- To do -
Repeat the entire listing exactly as written.

Content starts

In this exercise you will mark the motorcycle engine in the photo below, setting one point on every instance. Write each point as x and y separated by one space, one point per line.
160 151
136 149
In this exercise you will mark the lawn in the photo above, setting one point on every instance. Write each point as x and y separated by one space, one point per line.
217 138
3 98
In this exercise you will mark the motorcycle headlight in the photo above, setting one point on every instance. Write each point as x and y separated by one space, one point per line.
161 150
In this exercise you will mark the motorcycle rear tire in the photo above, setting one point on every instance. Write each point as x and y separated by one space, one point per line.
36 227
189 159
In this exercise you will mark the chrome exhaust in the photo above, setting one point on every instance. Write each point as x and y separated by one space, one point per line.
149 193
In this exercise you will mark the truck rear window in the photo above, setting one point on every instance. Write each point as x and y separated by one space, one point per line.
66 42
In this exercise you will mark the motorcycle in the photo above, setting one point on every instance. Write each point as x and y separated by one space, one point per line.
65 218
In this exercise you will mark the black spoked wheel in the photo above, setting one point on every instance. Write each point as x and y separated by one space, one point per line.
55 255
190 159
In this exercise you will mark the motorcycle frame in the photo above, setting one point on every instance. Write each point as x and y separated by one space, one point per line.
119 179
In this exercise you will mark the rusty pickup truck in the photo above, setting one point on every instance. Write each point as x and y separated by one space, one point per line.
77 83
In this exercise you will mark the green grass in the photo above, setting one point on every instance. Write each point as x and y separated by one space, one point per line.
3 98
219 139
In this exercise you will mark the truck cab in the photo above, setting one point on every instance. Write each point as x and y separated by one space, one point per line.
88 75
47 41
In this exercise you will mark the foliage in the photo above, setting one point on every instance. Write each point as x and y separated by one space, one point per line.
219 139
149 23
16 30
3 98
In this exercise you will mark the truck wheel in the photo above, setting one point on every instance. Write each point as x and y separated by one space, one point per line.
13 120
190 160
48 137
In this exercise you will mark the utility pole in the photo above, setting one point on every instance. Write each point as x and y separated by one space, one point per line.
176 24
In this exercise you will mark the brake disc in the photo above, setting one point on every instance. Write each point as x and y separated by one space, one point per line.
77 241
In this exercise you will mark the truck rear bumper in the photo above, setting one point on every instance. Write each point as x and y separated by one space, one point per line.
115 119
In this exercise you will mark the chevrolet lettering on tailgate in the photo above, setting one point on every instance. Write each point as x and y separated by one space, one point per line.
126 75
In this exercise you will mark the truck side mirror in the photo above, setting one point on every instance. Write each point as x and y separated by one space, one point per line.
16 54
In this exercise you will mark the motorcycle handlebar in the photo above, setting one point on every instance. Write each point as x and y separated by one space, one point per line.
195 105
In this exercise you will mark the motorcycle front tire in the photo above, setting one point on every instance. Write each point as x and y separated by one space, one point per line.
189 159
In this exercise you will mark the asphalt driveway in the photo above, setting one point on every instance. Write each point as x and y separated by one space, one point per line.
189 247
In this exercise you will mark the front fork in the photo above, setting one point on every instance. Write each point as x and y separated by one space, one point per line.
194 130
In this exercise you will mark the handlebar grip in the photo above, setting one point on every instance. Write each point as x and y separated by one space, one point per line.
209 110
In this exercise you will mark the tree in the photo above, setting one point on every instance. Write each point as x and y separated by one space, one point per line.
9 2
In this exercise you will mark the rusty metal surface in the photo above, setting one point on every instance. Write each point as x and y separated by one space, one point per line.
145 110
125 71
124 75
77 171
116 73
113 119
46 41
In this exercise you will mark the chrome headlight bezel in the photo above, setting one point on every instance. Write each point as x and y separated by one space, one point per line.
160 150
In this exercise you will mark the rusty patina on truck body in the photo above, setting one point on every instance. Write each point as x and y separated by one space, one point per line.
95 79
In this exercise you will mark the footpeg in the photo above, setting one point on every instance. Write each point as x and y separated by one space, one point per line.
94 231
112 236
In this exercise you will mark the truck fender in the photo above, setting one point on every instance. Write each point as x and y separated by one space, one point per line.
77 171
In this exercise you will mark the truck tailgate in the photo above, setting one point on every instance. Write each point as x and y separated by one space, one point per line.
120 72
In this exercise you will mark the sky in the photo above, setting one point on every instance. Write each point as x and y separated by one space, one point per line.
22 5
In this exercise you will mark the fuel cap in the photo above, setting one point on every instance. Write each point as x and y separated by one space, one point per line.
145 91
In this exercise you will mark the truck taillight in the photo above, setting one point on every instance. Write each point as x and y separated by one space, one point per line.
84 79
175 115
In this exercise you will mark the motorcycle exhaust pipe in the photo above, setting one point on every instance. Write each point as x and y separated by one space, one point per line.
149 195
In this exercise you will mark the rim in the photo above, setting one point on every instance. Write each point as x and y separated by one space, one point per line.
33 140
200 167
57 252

Content ends

- Exercise result -
In this exercise you will mark the motorcycle engine in the photo below, setting one point on every instance. Write each point as x and y separated by one space, one point per line.
160 151
136 149
In this exercise you will mark the lawn in the photo above, setting one point on every instance. Write each point as x and y separated by one space, one point per line.
217 138
3 98
In this exercise you will mark the motorcycle headlight in the photo above, setting one point on every instance. Write each point as x and y separated by one space, one point per line.
161 150
In this exercise you will mark the motorcycle rear tire in the photo above, setting one point on every instance. Write each point as x and y separated by one space, one point per line.
36 227
189 159
In this exercise you will mark the chrome exhaust in the photo above, setting one point on every instance. Write each point as x and y separated by one space, one point per line.
149 193
In this exercise you will mark the truck rear window in the photo above, setting one point on every instance. Write each point as x and y separated by one space, one point per line.
66 42
In this exercise you will mark the motorcycle in the photo above, setting one point on every instance. Write each point as x and y separated by one space, one point per line.
65 218
In this exercise you will mark the black spoked wheel in the photo above, setting one point on every instance. Write each point as x and y separated by one space, one point per line.
55 255
190 159
In this exercise you will mark the motorcycle frame in the photo above, setting one point on every instance. Write each point as x and y separated by one space, one point per line.
119 179
In this exercise you will mark the rusty pickup truck in the photo above, setting one point on every instance. Write each point as x and y separated by one space, one point per line.
77 83
In this exercise you will mark the green grass in the photo above, setting one point on every instance. Write each point as x and y separated by one space, one point per line.
3 98
219 139
In this exercise you will mark the truck cab in the photo above, setting one point on every instance. Write each point as x and y separated by one space, one point per line.
88 75
47 41
In this exercise you will mark the foliage in the photo above, setting one point on every instance. Write each point as x and y separated by one space, one point per line.
219 139
149 23
16 30
3 98
In this exercise you will mark the truck wheel in the photo above, setting one point on every instance. Write each point as x and y separated by one space, one point per line.
13 120
190 160
48 137
In this exercise you will mark the utility pole in the photo above, setting one point on every instance. Write each point as x and y separated by one space, one point per line.
176 24
In this exercise you will mark the brake disc in the photo above, setting one point on every instance. Write each point as x and y separated by one space, one point per line.
77 241
In this exercise you will mark the truck rear bumper in the photo above, setting one point on every instance. Write each point as x and y separated by one space, one point per line.
115 119
In this exercise you will mark the chevrolet lettering on tailgate in the photo above, setting one point on every instance. Write each point as x and y separated by one space, one point per line.
126 75
In this exercise you will mark the truck side mirror in the photo above, setting one point on every instance. Write each point as x and y separated by one space, one point per line.
16 54
In this exercise you will mark the motorcycle handlebar in the photo above, setting one point on every instance. Write each point as x and y separated by one space, one point per line.
195 105
In this exercise you will mark the motorcycle front tire in the photo above, setting one point on every instance. Write each point as x and y separated by one space, one point per line.
189 159
In this exercise you will mark the asphalt driveway in the photo above, setting one point on every instance. Write each point as x and y separated by one space, one point per line.
189 247
In this exercise you will mark the front fork in the photo above, setting one point on every instance. Write each point as x and y separated by one space, one point per line.
194 130
In this exercise you will mark the handlebar grip in the photo above, setting one point on every instance. Write each point as x and y separated by one space, one point per line.
209 110
In this exercise you will mark the tree in the photo above, setting one point on every instance. Write each point as x and y separated by one space, one point per line.
9 2
In this exercise you will mark the rusty metal surface in the photo above, setting one point on every instance. Write each point as x and y separated by one space, one point per line.
145 110
125 71
124 75
77 171
116 73
113 119
46 41
In this exercise you will mark the chrome headlight bezel in the photo above, setting one point on every instance. Write each point as x and y separated by one space, one point per line.
160 150
In this exercise you will mark the rusty patina on truck body in the photo above, setting one point on every instance. Write each point as x and y separated by one space, one point per line.
95 79
In this exercise you will mark the footpeg in the photo above, setting one point on every instance. Write each point as x and y separated by one space, one point per line.
94 231
112 236
In this exercise you will mark the truck fender in the photo above, setting one point on every instance. Write each point as x and y separated by one space, one point per line.
77 171
In this exercise you will mark the truck tailgate in the photo above, setting one point on every instance. Write each point as x and y separated by one space, one point per line.
120 72
In this exercise you will mark the sky in the photo above, setting one point on every instance. Write each point as x and y separated by one space, one point per line.
22 5
In this exercise you will mark the fuel cap in the photo above, setting one point on every instance. Write each point as x and y separated by one space, one point per line.
145 91
In this exercise you will mark the truck taillight in the photo above, setting one point on every instance. Write each point as x and y separated by one space, one point per line.
84 79
175 115
In this exercise you will mark the motorcycle exhaust pipe in the photo above, setting one point on every instance. Write each point as x and y separated by one space, one point per line.
149 195
In this exercise you will mark the rim in the photo above, setting one point on every instance. Write each point as x and y separated by one space, one point per line.
33 140
200 167
57 252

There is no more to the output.